## Task directions
Please update everything from the row containing "highlight the pile" down to the row containing "[297, 738, 551, 983]", both included, changing "pile of snow" to "heap of snow" and leaving all else as it is. Return only those rows.

━━━━━ Records shown

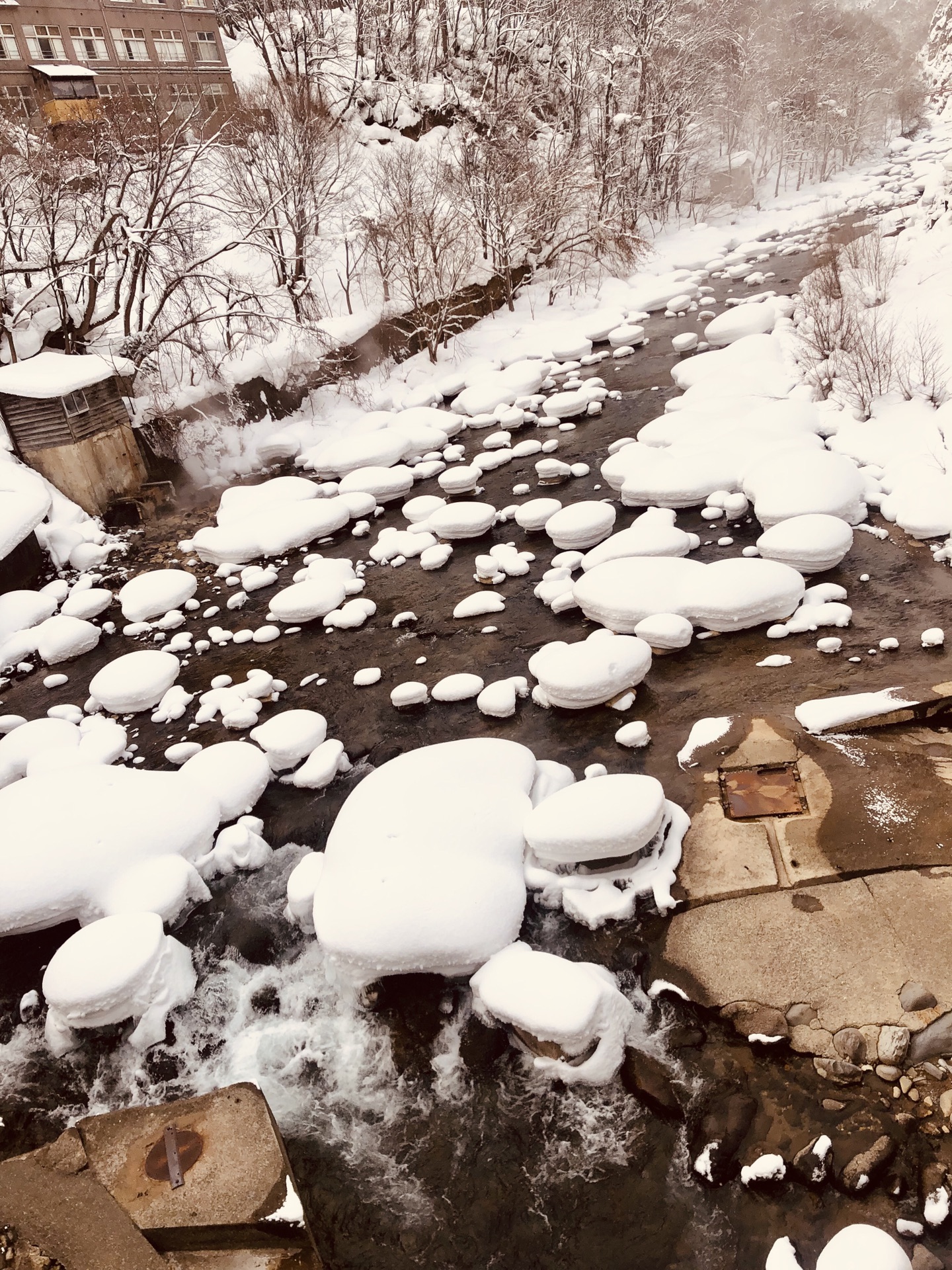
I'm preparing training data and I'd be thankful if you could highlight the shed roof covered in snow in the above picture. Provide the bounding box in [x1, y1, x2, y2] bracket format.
[30, 62, 99, 79]
[0, 349, 136, 399]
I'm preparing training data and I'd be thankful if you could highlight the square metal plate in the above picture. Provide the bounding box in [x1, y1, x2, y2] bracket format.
[719, 763, 810, 820]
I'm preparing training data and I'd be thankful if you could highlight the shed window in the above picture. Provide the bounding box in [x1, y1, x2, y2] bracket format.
[23, 26, 66, 62]
[0, 22, 20, 61]
[62, 389, 89, 419]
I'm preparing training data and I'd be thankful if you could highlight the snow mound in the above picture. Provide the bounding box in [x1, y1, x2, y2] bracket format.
[530, 631, 651, 710]
[43, 913, 197, 1058]
[816, 1222, 912, 1270]
[581, 507, 699, 573]
[573, 556, 805, 635]
[313, 738, 537, 983]
[89, 648, 182, 714]
[469, 943, 635, 1085]
[756, 513, 853, 573]
[119, 569, 198, 622]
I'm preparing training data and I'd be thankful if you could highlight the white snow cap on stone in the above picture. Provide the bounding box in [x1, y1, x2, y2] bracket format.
[573, 556, 805, 634]
[469, 943, 636, 1085]
[119, 569, 198, 622]
[89, 648, 182, 714]
[816, 1222, 912, 1270]
[530, 631, 651, 710]
[43, 913, 197, 1056]
[793, 687, 915, 733]
[313, 738, 537, 983]
[756, 512, 853, 573]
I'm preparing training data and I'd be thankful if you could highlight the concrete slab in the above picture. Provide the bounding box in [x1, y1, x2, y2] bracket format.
[76, 1085, 313, 1247]
[0, 1156, 167, 1270]
[653, 868, 952, 1033]
[674, 794, 779, 904]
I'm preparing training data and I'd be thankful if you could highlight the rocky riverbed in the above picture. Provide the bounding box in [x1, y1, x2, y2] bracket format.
[0, 203, 952, 1270]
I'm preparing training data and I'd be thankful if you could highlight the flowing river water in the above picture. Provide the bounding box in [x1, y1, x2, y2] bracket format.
[0, 203, 948, 1270]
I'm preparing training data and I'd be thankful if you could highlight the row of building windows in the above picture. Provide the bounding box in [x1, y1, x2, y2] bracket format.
[0, 23, 221, 64]
[0, 84, 227, 117]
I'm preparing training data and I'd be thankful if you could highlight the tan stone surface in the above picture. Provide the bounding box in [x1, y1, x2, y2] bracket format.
[773, 754, 838, 886]
[77, 1085, 288, 1230]
[678, 799, 778, 904]
[0, 1156, 165, 1270]
[654, 870, 952, 1033]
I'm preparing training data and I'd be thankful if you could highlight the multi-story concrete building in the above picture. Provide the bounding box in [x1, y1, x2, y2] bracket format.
[0, 0, 233, 123]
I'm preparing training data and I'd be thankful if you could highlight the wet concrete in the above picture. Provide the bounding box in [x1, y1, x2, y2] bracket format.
[0, 210, 952, 1270]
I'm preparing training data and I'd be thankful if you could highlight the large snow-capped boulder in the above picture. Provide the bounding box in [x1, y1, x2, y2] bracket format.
[530, 630, 651, 710]
[573, 556, 806, 634]
[469, 943, 636, 1085]
[742, 447, 867, 530]
[301, 738, 548, 983]
[581, 507, 701, 573]
[756, 512, 853, 573]
[43, 913, 198, 1058]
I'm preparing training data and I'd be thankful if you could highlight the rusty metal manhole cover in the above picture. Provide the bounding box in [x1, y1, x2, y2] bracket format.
[146, 1129, 204, 1185]
[719, 763, 810, 820]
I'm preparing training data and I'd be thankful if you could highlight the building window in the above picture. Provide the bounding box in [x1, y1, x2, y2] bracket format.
[192, 30, 221, 62]
[171, 84, 198, 119]
[152, 30, 185, 62]
[0, 84, 37, 118]
[202, 84, 225, 114]
[62, 389, 89, 419]
[0, 22, 20, 62]
[113, 26, 149, 62]
[23, 26, 66, 62]
[70, 26, 109, 62]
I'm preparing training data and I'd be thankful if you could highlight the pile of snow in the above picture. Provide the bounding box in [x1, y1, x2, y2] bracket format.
[573, 556, 805, 634]
[524, 772, 690, 929]
[118, 572, 199, 622]
[793, 689, 916, 733]
[43, 913, 197, 1058]
[0, 746, 270, 935]
[469, 943, 635, 1085]
[530, 630, 651, 710]
[756, 513, 853, 573]
[89, 648, 182, 714]
[297, 738, 551, 983]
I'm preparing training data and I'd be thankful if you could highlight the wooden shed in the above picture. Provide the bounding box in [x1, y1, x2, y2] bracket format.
[0, 352, 146, 516]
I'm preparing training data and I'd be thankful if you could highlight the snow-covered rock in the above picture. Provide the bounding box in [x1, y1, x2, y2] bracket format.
[307, 738, 537, 983]
[89, 649, 182, 714]
[756, 513, 853, 573]
[530, 631, 651, 710]
[43, 913, 197, 1058]
[469, 943, 636, 1085]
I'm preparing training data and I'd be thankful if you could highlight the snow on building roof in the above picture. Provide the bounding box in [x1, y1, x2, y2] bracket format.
[0, 349, 136, 398]
[30, 62, 99, 79]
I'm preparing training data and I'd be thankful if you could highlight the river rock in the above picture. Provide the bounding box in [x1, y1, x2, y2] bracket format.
[833, 1027, 865, 1067]
[814, 1058, 863, 1085]
[787, 1001, 816, 1027]
[621, 1045, 684, 1120]
[908, 1013, 952, 1063]
[789, 1024, 836, 1058]
[879, 1024, 914, 1067]
[898, 979, 937, 1013]
[912, 1244, 945, 1270]
[791, 1134, 833, 1186]
[721, 1001, 789, 1038]
[840, 1133, 896, 1194]
[690, 1089, 756, 1186]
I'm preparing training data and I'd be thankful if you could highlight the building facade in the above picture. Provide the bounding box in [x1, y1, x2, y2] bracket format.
[0, 0, 233, 123]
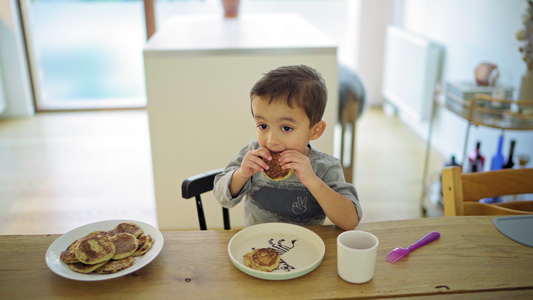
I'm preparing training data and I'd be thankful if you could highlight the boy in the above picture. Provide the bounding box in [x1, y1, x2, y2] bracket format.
[214, 65, 361, 230]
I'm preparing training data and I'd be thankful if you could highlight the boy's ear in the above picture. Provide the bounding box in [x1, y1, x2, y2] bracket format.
[311, 121, 326, 140]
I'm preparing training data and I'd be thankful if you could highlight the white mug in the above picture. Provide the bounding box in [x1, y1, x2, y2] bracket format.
[337, 230, 379, 283]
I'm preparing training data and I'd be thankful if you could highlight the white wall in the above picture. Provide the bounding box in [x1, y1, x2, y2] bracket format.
[0, 0, 35, 118]
[396, 0, 533, 166]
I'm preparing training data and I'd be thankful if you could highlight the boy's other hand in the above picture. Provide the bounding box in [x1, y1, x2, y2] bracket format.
[280, 150, 318, 187]
[240, 148, 272, 178]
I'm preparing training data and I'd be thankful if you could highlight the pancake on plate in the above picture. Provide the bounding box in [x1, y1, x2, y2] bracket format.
[262, 152, 294, 181]
[133, 234, 154, 256]
[74, 234, 115, 265]
[109, 232, 139, 260]
[243, 248, 280, 272]
[95, 256, 135, 274]
[114, 223, 143, 238]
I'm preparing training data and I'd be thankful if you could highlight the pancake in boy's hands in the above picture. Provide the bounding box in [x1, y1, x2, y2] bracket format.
[261, 152, 294, 181]
[243, 248, 280, 272]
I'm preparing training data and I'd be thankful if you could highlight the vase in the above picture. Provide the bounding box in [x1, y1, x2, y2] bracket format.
[222, 0, 241, 18]
[518, 71, 533, 101]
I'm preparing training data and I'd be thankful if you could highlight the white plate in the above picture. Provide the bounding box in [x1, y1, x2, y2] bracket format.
[228, 223, 326, 280]
[45, 220, 164, 281]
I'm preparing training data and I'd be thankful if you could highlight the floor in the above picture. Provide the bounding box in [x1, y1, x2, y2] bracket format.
[0, 108, 444, 234]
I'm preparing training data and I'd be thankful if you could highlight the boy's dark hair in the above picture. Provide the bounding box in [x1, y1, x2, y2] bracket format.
[250, 65, 328, 126]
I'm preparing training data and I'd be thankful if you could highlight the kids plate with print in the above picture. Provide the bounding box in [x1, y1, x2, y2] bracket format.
[228, 223, 326, 280]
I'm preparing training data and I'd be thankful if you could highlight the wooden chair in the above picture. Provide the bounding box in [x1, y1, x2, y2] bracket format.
[181, 169, 231, 230]
[442, 166, 533, 216]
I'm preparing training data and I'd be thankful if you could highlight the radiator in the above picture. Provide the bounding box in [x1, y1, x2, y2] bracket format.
[382, 26, 443, 121]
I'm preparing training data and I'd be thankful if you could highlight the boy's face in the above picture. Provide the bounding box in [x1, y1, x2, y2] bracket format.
[252, 96, 326, 155]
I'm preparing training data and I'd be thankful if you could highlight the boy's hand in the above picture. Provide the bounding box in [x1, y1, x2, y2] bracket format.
[280, 150, 318, 187]
[240, 148, 272, 179]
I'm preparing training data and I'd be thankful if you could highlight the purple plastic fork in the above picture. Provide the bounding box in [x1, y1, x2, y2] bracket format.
[385, 231, 440, 264]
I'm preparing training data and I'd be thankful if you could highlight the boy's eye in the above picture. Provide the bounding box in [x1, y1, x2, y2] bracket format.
[281, 126, 292, 132]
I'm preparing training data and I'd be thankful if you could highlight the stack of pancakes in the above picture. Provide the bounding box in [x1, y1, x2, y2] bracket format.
[60, 223, 154, 274]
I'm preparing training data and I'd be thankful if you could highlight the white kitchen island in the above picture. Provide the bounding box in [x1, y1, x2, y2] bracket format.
[142, 14, 338, 230]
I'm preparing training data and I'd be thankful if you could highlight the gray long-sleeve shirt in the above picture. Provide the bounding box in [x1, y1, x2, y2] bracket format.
[214, 140, 362, 226]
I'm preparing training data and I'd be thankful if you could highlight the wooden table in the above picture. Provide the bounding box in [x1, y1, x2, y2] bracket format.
[0, 217, 533, 299]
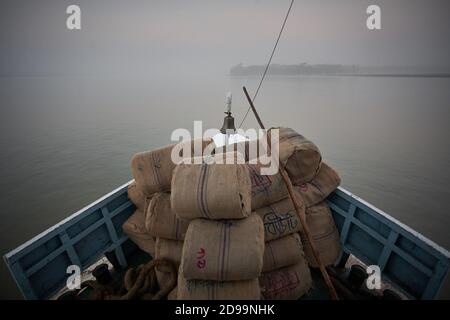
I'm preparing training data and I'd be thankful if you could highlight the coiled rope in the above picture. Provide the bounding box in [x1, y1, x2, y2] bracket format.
[81, 259, 177, 300]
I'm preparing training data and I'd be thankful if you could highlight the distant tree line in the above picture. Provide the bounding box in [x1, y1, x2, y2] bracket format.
[230, 63, 450, 76]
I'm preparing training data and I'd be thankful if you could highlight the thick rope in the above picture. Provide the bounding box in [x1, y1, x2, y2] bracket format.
[238, 0, 294, 128]
[82, 259, 177, 300]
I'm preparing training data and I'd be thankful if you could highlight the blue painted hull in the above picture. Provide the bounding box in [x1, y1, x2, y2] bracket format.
[4, 181, 450, 299]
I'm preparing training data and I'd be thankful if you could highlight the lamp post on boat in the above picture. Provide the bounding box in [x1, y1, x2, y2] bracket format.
[213, 92, 247, 147]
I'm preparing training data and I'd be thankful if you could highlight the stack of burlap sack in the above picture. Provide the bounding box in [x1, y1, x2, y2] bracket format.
[123, 128, 340, 299]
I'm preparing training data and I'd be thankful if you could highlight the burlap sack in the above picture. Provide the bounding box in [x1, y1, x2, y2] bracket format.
[248, 164, 288, 210]
[194, 152, 288, 210]
[145, 193, 189, 240]
[155, 238, 183, 287]
[122, 210, 155, 257]
[269, 128, 322, 185]
[131, 140, 211, 196]
[127, 181, 149, 212]
[301, 202, 341, 268]
[182, 215, 264, 281]
[214, 140, 267, 164]
[262, 233, 305, 272]
[171, 164, 251, 219]
[259, 259, 312, 300]
[294, 162, 341, 208]
[167, 288, 178, 300]
[177, 272, 260, 300]
[256, 198, 304, 241]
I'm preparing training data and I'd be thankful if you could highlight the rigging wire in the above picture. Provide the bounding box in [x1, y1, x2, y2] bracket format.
[238, 0, 294, 128]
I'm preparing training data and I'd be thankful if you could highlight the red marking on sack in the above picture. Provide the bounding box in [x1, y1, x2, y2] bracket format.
[197, 248, 206, 269]
[197, 259, 206, 269]
[197, 248, 206, 259]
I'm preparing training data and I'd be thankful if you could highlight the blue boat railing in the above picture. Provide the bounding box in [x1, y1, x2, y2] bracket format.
[4, 181, 135, 299]
[4, 181, 450, 299]
[327, 187, 450, 299]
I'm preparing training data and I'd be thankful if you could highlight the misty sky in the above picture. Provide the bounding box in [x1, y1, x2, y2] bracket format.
[0, 0, 450, 75]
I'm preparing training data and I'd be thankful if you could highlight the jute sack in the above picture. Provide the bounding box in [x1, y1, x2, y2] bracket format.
[269, 128, 322, 185]
[127, 181, 149, 212]
[248, 164, 288, 210]
[214, 140, 267, 164]
[256, 198, 305, 241]
[194, 152, 288, 210]
[145, 193, 189, 240]
[262, 233, 305, 272]
[177, 268, 260, 300]
[155, 238, 183, 287]
[181, 215, 264, 281]
[122, 210, 155, 257]
[171, 164, 251, 219]
[167, 288, 178, 300]
[259, 259, 312, 300]
[294, 162, 341, 208]
[131, 140, 214, 196]
[301, 202, 341, 268]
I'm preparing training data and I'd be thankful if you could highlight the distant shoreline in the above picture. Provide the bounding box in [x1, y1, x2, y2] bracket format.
[229, 63, 450, 78]
[228, 73, 450, 78]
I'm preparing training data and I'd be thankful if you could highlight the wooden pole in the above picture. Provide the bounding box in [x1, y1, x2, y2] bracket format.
[243, 87, 338, 300]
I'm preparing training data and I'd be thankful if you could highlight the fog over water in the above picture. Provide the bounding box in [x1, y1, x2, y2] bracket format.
[0, 0, 450, 298]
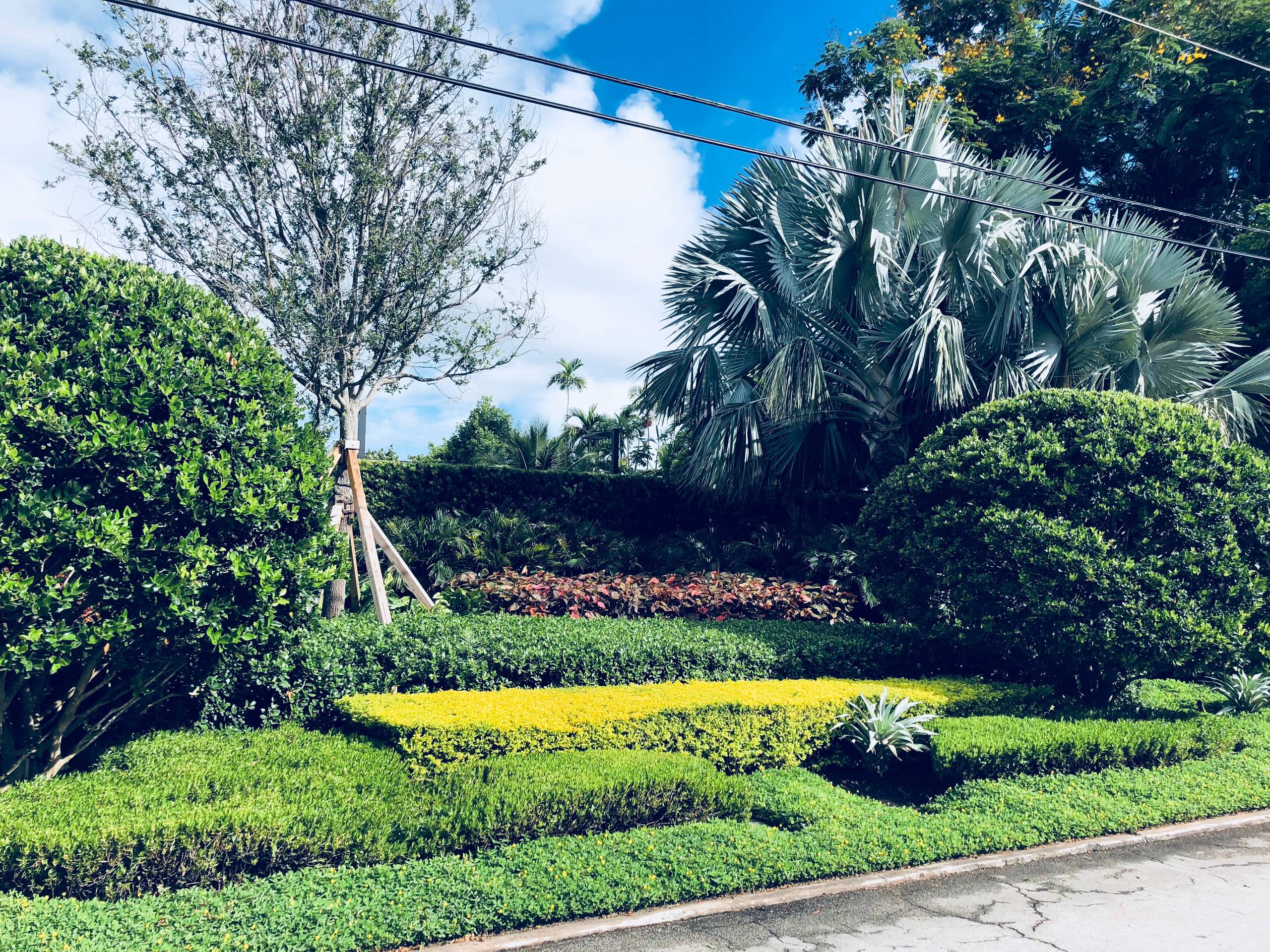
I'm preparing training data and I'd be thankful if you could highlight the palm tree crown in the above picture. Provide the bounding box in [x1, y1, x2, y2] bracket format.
[547, 357, 587, 416]
[631, 94, 1270, 492]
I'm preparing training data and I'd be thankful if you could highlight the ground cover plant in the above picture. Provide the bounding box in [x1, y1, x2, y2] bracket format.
[336, 678, 1027, 773]
[0, 726, 748, 898]
[0, 721, 1270, 952]
[453, 569, 855, 623]
[857, 390, 1270, 703]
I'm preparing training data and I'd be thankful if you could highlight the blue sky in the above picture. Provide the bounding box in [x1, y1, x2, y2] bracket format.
[0, 0, 893, 454]
[547, 0, 893, 202]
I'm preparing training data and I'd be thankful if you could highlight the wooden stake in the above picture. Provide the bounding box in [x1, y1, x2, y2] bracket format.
[344, 523, 362, 605]
[370, 515, 436, 608]
[344, 439, 392, 625]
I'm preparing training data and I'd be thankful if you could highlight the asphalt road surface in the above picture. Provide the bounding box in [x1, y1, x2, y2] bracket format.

━━━━━━━━━━

## Answer to the problem
I'm preparing training data and I'd be thankful if you could highlight the heap of snow in the above picture. Provide the bounding box in [x1, y1, x2, y2] bracket format.
[573, 556, 805, 634]
[524, 772, 690, 929]
[118, 572, 199, 622]
[793, 689, 916, 733]
[43, 913, 197, 1058]
[0, 746, 270, 935]
[469, 943, 635, 1085]
[530, 630, 651, 710]
[756, 513, 853, 573]
[89, 648, 182, 714]
[297, 738, 551, 983]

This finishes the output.